I feel like utility classes had their moment and we can now start to pull back towards semantic CSS with the help of new features like CSS custom properties.

Instead of .f-green in your HTML you can do --f-green in your CSS.

<header class="f-green"></header>

would become

header { color: var(--f-green); }

or if you really hate CSS and must stay in HTML

<header style="var(--f-green)"></header>

Though the literal naming is a touch too specific anyway. Something like this is wonderful:

--f1-color: green;

header { color: var(--f1-color); }

then you don't have to do confusing things like

header .f-green { color: red; }

because you can do

header { --f1-color: red; }

So we can be less specific AND more modular... because you can have that f1 (font1) color be red in your header, and still do:

footer { --f1-color: green; }

We can make really flexible and extensible systems with modern vanilla CSS. No frameworks or preprocessors needed.


It's extremely important to create classes like `.f-green` in case the definition of green ever changes. That's what we call forward portability.

Also, if your company rebrands from green to red you can just `.f-green {color:#f00;}` - it's so efficient!


This was the only bit in tailwind we modified a lot in our Config. You really need to remove the default colors and define them as [Primary, Secondary, Neutral, Warning, Error, Success] and then add variants of each. Then it really works. I honestly think this should be a default config change/setup option in TW. Nobody with a Design System/Brand guidelines should be including the default colors in their app.


I agree that you don't need the default colours, and in fairness this is one of the things that Tailwind fairly explicitly encourages. That said, I also used to use "primary"/"secondary"/etc names for the colours, but since using Tailwind, I've been using colour names directly (e.g. "blue" or for fancier design systems "mirage-blue" or whatever their name for their specific custom blue is).

I find it's helped for a few reasons, but the big one is just that it's easier to keep the colours in my head - I'm not thinking in terms of "tertiary-alt-3" or something, I'm looking at a design and going "that's green, which green? This green". I have more discussions talking about colours in terms of the standard English colour names than I do in terms of those colours' purposes in the design system, so the colour names seem more practical.

§ **ENTRIES SUPPLIED**:
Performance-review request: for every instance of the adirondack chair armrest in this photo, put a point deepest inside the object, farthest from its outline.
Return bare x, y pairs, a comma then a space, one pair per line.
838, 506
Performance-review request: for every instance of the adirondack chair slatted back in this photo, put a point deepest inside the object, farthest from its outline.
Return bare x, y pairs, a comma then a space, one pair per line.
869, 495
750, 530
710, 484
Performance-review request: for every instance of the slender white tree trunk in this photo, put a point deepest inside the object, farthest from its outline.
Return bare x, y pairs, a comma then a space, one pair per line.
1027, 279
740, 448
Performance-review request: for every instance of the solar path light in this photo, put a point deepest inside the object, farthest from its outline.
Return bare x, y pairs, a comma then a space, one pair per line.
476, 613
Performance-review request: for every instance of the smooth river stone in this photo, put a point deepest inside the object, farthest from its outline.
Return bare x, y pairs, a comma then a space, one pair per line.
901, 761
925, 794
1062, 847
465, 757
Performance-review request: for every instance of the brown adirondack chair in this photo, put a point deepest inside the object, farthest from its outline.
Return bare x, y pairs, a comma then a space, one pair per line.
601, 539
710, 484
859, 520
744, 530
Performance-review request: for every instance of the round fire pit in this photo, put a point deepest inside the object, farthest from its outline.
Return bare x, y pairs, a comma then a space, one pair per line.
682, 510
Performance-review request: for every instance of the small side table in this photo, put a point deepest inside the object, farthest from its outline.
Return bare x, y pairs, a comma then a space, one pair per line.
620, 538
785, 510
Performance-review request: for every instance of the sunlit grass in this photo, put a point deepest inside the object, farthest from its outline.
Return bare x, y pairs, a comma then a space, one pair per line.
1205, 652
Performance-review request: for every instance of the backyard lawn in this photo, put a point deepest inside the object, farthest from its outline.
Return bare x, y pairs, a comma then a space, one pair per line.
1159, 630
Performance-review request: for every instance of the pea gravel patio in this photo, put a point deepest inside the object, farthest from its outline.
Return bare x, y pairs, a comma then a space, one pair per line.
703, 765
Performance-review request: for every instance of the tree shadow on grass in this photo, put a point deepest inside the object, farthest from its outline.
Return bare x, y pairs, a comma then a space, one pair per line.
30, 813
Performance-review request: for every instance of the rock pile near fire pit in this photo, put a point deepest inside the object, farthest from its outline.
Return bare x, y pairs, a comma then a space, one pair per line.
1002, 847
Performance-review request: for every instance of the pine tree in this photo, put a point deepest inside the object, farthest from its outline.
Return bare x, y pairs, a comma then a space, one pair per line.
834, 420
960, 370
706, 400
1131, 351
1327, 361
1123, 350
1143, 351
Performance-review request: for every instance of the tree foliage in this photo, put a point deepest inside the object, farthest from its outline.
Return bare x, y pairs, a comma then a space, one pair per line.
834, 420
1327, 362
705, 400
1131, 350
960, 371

§ **YOUR TASK**: Reproduce the passage of the CSS utility-class discussion above word for word, starting at "I feel like" and ending at "CSS custom properties.".

§ **SOLUTION FOR THIS TASK**:
I feel like utility classes had their moment and we can now start to pull back towards semantic CSS with the help of new features like CSS custom properties.